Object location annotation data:
════════════════

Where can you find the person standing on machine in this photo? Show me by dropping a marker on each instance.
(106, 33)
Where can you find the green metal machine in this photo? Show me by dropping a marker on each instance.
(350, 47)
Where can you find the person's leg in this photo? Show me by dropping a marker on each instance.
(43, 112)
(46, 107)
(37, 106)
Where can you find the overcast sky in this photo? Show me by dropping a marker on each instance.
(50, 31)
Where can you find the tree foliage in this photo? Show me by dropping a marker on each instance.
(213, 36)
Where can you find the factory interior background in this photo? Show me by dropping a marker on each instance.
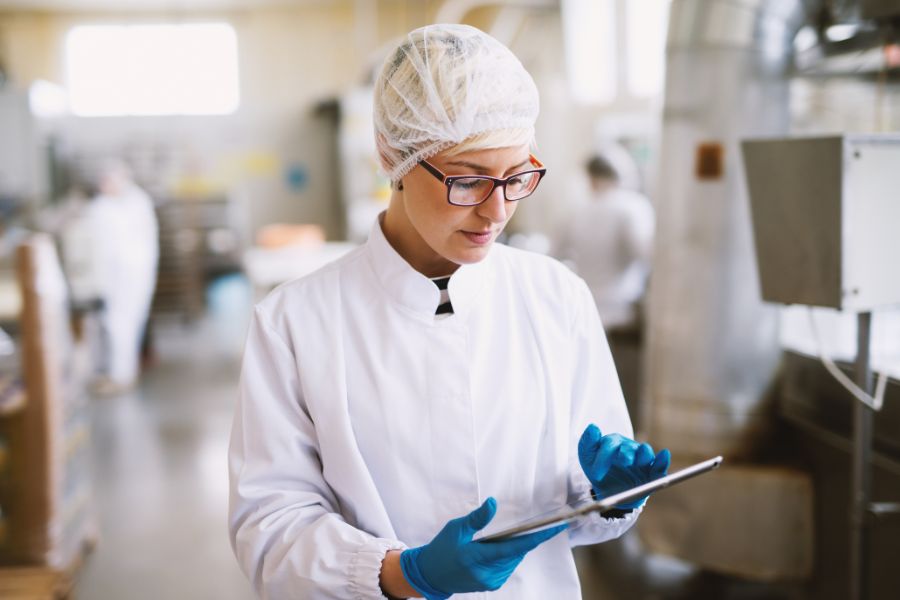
(759, 141)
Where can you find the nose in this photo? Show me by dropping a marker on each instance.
(494, 208)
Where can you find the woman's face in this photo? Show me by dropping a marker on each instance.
(434, 236)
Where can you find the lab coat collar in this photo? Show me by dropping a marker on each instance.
(416, 292)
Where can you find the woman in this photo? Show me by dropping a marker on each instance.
(393, 402)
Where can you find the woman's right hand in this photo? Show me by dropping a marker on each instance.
(452, 563)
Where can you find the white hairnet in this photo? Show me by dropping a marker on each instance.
(443, 85)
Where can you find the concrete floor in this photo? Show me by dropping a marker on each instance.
(159, 462)
(161, 486)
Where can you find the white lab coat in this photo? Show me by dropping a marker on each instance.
(127, 235)
(364, 424)
(609, 241)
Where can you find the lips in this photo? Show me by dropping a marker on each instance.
(479, 237)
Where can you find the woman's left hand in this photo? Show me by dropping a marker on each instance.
(614, 463)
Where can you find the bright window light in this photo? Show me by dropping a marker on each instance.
(647, 21)
(590, 49)
(152, 69)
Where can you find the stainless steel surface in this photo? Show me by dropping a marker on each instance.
(824, 210)
(861, 476)
(712, 344)
(875, 9)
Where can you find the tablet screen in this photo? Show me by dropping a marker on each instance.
(571, 514)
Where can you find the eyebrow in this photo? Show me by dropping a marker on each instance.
(483, 169)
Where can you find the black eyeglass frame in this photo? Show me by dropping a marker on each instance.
(448, 180)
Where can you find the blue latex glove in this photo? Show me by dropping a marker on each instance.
(613, 463)
(452, 563)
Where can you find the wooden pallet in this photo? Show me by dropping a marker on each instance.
(34, 583)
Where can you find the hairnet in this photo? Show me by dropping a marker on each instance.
(443, 85)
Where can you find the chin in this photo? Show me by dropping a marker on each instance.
(471, 255)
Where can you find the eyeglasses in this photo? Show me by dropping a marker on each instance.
(471, 190)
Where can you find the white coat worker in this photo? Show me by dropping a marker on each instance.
(126, 231)
(395, 402)
(609, 243)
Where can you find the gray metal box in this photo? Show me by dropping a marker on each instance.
(876, 9)
(826, 219)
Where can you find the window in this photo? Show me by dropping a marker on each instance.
(589, 35)
(186, 69)
(647, 21)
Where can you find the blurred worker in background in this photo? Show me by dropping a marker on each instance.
(609, 243)
(112, 251)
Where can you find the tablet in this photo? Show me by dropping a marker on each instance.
(569, 514)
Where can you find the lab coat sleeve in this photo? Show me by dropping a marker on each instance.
(283, 523)
(596, 398)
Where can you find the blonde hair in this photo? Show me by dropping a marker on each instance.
(450, 87)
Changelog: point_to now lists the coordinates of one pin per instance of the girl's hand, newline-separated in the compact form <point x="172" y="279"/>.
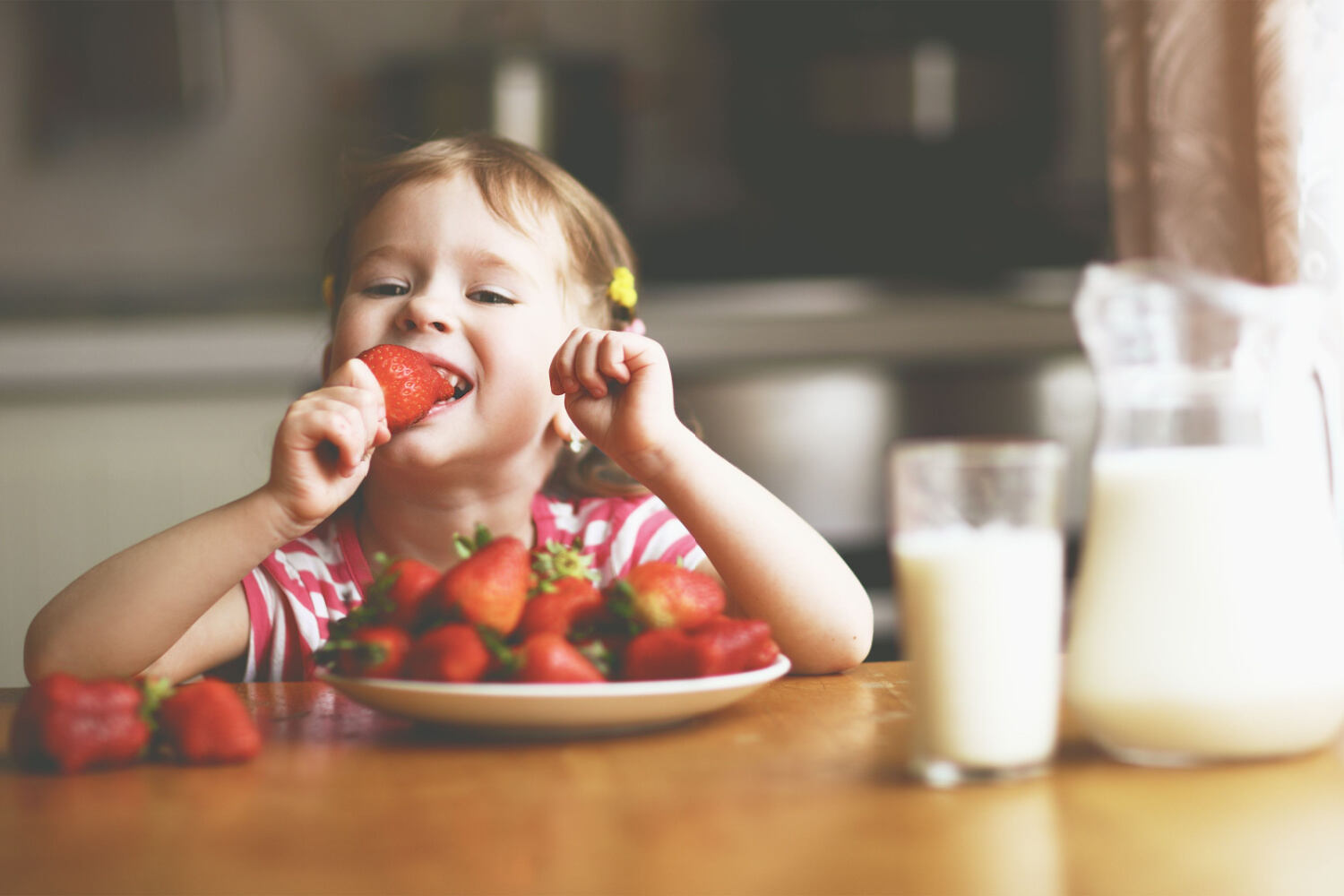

════════════════

**GOAL OF THE EXERCISE:**
Pull out every line of the data that contains the word "white", and copy each one as it appears.

**EXERCISE RESULT:**
Where can you find the white hairnet in this photo? Show me by dropping a marker on each instance.
Where can you find the white lab coat in this photo? Show me by dropping a marker on each instance.
Where can you find the white coat worker in this photo? Show me by dropping a marker on each instance.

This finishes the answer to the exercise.